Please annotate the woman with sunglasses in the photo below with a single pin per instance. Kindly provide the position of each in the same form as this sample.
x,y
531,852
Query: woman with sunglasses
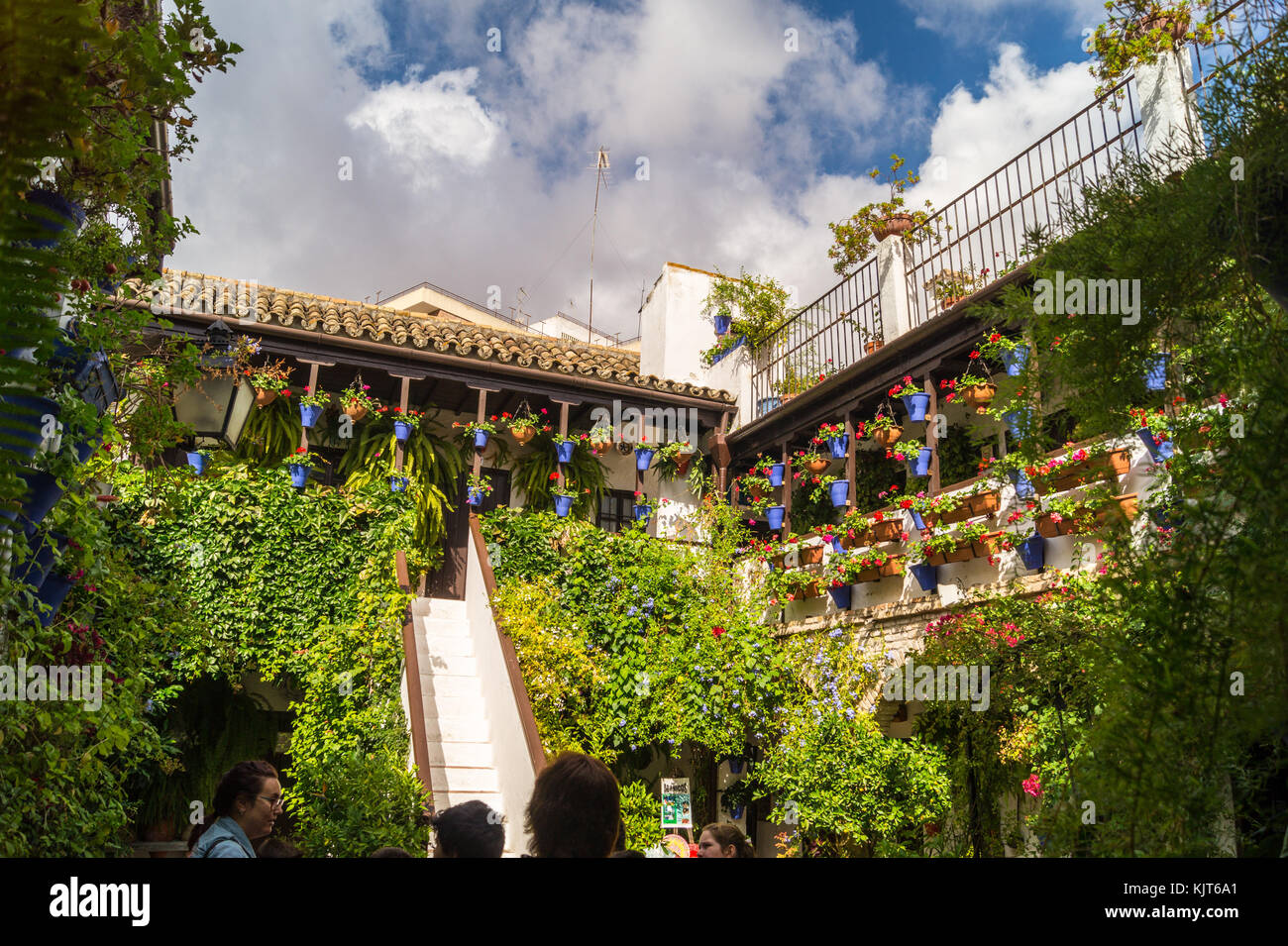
x,y
248,802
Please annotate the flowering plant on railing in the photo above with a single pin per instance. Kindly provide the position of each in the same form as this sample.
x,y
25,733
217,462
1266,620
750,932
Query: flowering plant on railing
x,y
857,237
312,398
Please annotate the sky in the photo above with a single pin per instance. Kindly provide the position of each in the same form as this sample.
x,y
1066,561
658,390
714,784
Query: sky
x,y
361,147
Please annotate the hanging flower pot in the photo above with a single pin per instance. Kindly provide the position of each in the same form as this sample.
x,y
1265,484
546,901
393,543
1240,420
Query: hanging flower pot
x,y
1158,451
889,437
52,592
27,409
1016,360
979,396
1033,551
43,494
919,467
915,405
1155,376
926,576
309,415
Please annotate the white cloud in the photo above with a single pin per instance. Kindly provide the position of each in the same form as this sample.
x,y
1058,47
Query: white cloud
x,y
430,124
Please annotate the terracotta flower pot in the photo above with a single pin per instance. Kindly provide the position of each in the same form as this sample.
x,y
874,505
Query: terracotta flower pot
x,y
979,396
889,437
893,226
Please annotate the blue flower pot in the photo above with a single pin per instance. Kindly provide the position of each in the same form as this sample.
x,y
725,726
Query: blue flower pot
x,y
926,576
1017,421
1155,376
22,417
43,494
309,415
1022,488
915,404
69,216
1033,551
1016,360
1159,452
52,592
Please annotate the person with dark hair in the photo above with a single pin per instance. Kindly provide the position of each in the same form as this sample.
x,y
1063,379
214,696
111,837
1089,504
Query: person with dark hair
x,y
248,800
724,841
575,809
469,829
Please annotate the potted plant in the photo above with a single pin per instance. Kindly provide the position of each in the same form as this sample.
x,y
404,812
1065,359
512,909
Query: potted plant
x,y
269,382
476,488
356,402
312,404
857,237
198,460
914,400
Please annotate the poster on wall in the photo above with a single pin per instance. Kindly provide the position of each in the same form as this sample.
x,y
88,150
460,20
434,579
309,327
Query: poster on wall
x,y
677,808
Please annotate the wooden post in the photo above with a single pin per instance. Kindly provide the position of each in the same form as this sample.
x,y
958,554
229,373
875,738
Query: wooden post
x,y
931,441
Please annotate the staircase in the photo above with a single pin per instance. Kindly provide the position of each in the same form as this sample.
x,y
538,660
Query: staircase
x,y
459,726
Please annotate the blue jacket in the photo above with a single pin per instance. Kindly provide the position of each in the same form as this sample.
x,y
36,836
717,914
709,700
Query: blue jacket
x,y
224,838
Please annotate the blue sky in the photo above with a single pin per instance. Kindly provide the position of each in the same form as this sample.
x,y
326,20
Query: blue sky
x,y
471,166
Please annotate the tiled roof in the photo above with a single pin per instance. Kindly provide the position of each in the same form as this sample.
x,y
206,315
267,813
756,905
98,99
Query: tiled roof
x,y
442,334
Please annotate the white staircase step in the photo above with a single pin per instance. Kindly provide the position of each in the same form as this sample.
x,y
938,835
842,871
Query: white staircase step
x,y
449,646
455,729
462,779
471,755
451,686
464,706
450,666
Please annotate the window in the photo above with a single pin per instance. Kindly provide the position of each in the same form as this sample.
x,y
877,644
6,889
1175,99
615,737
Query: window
x,y
616,510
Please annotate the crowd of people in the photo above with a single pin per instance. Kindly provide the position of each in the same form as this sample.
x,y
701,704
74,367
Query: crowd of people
x,y
575,811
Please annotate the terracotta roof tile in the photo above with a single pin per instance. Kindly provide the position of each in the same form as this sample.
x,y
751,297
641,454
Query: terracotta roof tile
x,y
443,334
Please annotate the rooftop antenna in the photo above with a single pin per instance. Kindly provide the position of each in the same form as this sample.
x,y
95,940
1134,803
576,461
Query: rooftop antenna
x,y
600,168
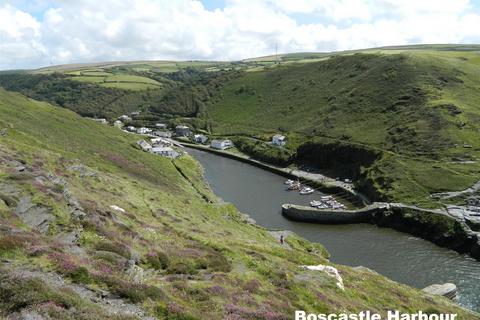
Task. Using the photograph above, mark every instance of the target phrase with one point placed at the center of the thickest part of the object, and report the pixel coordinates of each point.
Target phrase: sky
(40, 33)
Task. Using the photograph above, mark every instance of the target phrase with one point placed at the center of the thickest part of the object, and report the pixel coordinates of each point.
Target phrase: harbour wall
(436, 226)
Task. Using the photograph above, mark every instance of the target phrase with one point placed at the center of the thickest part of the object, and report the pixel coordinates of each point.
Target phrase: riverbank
(397, 255)
(341, 190)
(437, 226)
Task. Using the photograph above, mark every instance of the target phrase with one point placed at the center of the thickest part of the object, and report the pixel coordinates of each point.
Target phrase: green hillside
(172, 250)
(416, 112)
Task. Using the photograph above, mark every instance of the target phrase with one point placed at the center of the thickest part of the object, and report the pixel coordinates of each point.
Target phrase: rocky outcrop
(444, 228)
(35, 216)
(327, 216)
(330, 271)
(447, 290)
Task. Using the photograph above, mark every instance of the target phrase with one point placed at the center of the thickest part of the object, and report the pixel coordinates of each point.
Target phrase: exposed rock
(76, 209)
(33, 215)
(27, 315)
(364, 269)
(134, 272)
(117, 208)
(447, 290)
(114, 305)
(20, 168)
(83, 170)
(330, 271)
(69, 238)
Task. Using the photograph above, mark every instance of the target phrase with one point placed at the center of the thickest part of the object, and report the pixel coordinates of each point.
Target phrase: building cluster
(160, 146)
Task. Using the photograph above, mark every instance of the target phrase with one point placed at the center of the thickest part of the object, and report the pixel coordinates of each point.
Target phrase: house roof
(220, 140)
(160, 149)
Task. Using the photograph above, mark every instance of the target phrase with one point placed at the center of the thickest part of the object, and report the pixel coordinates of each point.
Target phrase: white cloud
(92, 30)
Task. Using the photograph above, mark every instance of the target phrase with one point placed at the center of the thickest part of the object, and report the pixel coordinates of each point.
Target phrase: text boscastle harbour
(368, 315)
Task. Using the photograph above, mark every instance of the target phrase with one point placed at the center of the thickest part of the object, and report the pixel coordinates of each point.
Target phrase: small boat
(306, 190)
(294, 186)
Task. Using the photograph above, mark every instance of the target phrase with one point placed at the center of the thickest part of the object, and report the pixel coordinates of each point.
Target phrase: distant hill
(409, 114)
(94, 228)
(414, 109)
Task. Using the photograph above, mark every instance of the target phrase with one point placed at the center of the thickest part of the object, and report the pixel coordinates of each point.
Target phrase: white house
(144, 145)
(165, 152)
(125, 118)
(279, 140)
(182, 131)
(221, 144)
(143, 130)
(200, 138)
(101, 120)
(163, 134)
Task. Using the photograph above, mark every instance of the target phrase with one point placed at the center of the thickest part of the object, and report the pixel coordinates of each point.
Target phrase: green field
(198, 256)
(417, 108)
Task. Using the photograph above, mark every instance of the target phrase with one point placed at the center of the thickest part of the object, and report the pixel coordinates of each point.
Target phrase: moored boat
(306, 190)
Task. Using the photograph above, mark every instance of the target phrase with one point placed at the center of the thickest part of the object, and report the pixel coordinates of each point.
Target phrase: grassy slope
(232, 267)
(389, 101)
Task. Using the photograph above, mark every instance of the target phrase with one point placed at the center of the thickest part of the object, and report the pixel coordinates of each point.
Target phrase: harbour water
(397, 255)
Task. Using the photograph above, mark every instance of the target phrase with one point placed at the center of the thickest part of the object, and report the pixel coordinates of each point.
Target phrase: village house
(182, 131)
(101, 120)
(163, 134)
(200, 138)
(221, 144)
(143, 130)
(124, 118)
(279, 140)
(144, 145)
(160, 142)
(165, 152)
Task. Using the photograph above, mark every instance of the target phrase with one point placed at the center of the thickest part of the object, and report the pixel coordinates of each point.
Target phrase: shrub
(13, 242)
(182, 268)
(115, 247)
(158, 260)
(134, 292)
(80, 275)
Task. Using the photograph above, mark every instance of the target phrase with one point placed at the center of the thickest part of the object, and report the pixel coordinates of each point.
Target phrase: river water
(397, 255)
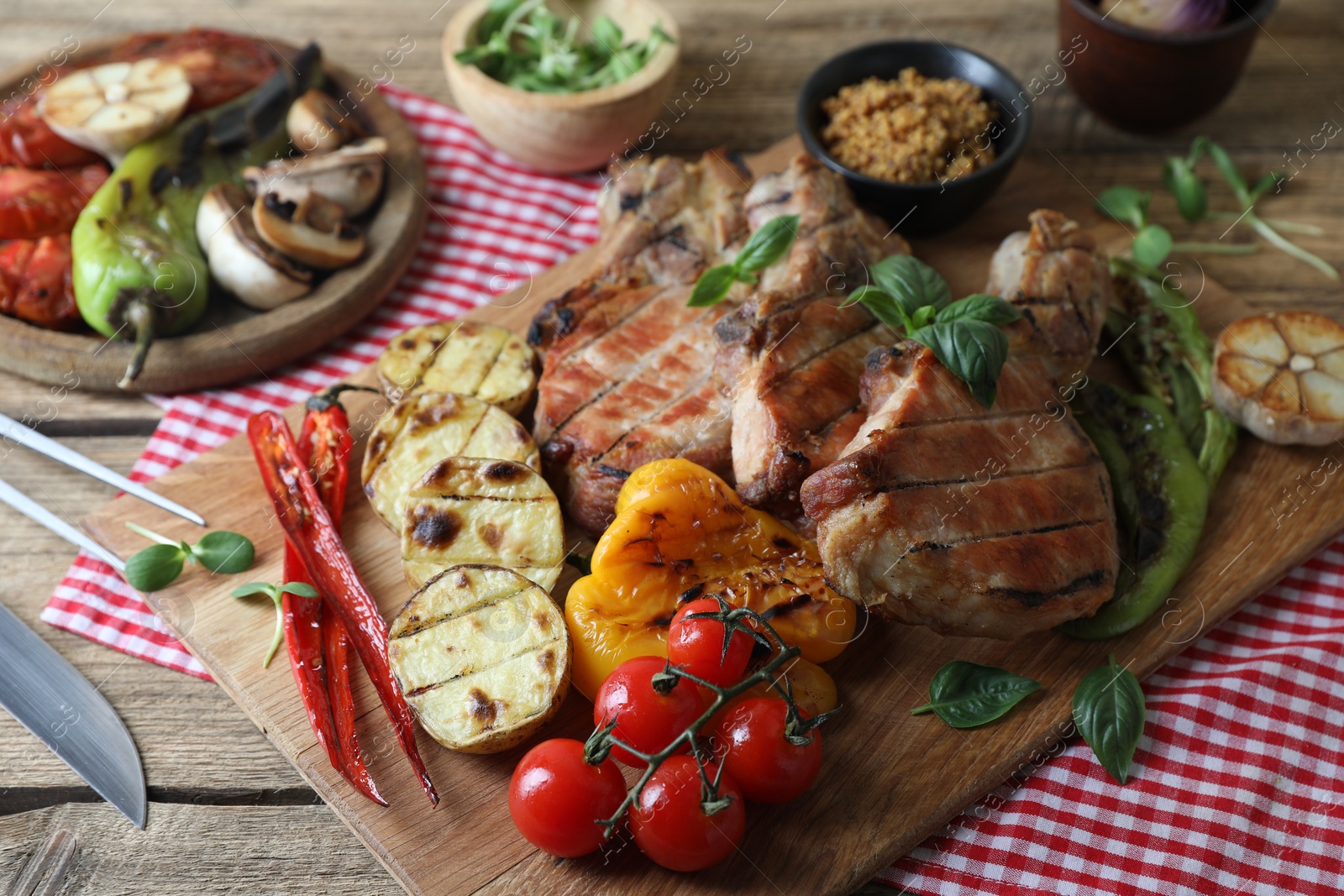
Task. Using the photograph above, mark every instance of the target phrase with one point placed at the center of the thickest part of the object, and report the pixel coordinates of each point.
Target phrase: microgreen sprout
(277, 594)
(160, 564)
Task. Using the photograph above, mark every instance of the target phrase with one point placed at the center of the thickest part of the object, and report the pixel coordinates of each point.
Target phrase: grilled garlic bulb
(112, 107)
(1281, 375)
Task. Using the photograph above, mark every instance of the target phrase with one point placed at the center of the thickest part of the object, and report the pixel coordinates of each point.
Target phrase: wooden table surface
(228, 813)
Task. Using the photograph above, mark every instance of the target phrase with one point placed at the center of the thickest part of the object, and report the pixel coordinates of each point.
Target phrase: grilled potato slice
(470, 510)
(1281, 375)
(421, 430)
(483, 360)
(483, 658)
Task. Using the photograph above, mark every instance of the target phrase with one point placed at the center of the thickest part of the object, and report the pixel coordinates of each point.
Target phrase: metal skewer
(17, 432)
(38, 513)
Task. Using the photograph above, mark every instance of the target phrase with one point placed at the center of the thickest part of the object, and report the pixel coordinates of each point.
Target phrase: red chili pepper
(319, 647)
(315, 537)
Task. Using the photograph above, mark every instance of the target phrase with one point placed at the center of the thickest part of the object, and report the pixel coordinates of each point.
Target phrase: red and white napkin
(1238, 786)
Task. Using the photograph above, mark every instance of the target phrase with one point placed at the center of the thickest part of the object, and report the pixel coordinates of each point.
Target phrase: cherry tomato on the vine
(669, 824)
(761, 759)
(555, 799)
(645, 719)
(696, 645)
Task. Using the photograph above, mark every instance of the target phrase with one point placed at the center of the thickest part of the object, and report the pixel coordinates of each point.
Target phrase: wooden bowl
(234, 342)
(566, 134)
(1152, 81)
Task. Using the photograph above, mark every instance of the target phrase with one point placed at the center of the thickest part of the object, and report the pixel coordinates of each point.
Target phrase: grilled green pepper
(1159, 336)
(139, 271)
(1162, 499)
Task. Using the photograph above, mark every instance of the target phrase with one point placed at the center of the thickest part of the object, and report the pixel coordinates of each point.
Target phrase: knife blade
(64, 711)
(29, 437)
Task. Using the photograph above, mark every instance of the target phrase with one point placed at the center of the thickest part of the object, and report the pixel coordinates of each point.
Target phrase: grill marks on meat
(790, 355)
(638, 392)
(974, 523)
(1062, 286)
(663, 222)
(628, 374)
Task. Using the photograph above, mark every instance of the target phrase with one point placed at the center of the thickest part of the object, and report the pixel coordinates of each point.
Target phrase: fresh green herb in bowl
(528, 46)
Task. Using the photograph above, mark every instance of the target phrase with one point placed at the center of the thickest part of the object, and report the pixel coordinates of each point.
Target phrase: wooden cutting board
(889, 779)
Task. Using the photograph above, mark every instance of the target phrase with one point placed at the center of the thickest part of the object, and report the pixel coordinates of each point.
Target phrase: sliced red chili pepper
(45, 203)
(309, 530)
(27, 141)
(319, 647)
(35, 282)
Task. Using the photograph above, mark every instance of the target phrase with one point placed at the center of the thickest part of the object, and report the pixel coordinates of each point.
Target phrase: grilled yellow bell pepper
(680, 532)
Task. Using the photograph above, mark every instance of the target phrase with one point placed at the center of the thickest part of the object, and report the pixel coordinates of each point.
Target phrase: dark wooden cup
(1151, 81)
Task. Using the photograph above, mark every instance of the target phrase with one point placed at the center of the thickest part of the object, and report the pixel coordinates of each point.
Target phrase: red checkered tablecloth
(1238, 785)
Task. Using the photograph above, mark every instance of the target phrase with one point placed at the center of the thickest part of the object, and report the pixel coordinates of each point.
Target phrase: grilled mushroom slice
(312, 230)
(1281, 375)
(319, 125)
(353, 176)
(239, 258)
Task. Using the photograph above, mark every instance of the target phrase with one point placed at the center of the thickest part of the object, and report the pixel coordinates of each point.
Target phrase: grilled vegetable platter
(179, 208)
(611, 610)
(710, 468)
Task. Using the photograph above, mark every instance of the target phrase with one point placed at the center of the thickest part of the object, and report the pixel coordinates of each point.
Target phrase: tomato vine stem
(601, 741)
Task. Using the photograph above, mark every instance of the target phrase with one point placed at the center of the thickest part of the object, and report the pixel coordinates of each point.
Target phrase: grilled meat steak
(628, 375)
(992, 523)
(663, 222)
(790, 355)
(1062, 286)
(974, 521)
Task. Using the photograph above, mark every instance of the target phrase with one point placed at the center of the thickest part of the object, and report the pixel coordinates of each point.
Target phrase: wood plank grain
(208, 851)
(889, 781)
(194, 741)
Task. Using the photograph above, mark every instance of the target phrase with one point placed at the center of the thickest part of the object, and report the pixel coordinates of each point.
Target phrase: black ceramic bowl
(921, 208)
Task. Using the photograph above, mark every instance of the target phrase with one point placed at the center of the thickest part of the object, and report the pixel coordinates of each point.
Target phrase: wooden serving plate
(234, 342)
(889, 779)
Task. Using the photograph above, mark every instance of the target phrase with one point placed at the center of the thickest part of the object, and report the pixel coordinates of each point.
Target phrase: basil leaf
(1152, 246)
(858, 296)
(974, 351)
(922, 316)
(768, 244)
(1109, 712)
(712, 286)
(980, 307)
(225, 553)
(1231, 174)
(967, 694)
(882, 305)
(606, 33)
(155, 567)
(1126, 204)
(1186, 186)
(496, 13)
(911, 282)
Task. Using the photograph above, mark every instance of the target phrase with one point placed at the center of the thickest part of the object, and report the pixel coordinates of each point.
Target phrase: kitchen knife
(67, 714)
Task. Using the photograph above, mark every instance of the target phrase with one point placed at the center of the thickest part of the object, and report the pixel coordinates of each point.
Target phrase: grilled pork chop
(974, 523)
(1062, 286)
(663, 222)
(628, 372)
(790, 355)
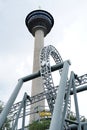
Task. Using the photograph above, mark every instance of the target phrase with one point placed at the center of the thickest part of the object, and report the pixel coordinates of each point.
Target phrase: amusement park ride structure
(58, 97)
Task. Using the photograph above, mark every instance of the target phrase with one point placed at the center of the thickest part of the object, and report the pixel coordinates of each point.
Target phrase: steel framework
(58, 97)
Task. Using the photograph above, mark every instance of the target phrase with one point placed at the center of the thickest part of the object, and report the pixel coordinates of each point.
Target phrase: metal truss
(46, 75)
(50, 91)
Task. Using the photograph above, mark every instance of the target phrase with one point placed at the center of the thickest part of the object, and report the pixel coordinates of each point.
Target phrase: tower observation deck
(39, 24)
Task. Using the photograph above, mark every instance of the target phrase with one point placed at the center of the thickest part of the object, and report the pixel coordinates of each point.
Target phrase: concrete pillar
(39, 24)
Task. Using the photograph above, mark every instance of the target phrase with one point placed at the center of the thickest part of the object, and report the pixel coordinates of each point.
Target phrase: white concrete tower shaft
(39, 23)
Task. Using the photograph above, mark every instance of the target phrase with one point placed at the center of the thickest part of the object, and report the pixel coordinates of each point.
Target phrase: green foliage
(41, 125)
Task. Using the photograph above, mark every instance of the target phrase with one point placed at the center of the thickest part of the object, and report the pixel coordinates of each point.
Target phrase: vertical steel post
(24, 109)
(56, 121)
(67, 98)
(76, 103)
(10, 103)
(20, 108)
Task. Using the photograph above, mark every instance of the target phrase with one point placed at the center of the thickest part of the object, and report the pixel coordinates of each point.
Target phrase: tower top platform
(39, 19)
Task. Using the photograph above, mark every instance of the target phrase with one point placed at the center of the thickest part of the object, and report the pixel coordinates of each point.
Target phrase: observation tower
(39, 24)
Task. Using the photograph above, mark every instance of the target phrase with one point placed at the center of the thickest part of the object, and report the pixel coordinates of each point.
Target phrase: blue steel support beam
(10, 102)
(56, 122)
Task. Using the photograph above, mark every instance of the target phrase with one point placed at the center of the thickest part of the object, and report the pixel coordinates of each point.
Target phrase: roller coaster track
(50, 90)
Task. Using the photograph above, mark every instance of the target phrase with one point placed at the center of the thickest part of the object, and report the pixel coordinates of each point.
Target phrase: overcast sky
(68, 35)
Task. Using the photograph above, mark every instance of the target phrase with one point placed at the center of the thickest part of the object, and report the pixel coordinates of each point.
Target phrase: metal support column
(76, 102)
(10, 102)
(67, 98)
(21, 106)
(56, 121)
(24, 110)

--

[Stated goal]: Collect each line of the material above that contains the word "observation".

[Final answer]:
Target phrase: tower observation deck
Target phrase: observation tower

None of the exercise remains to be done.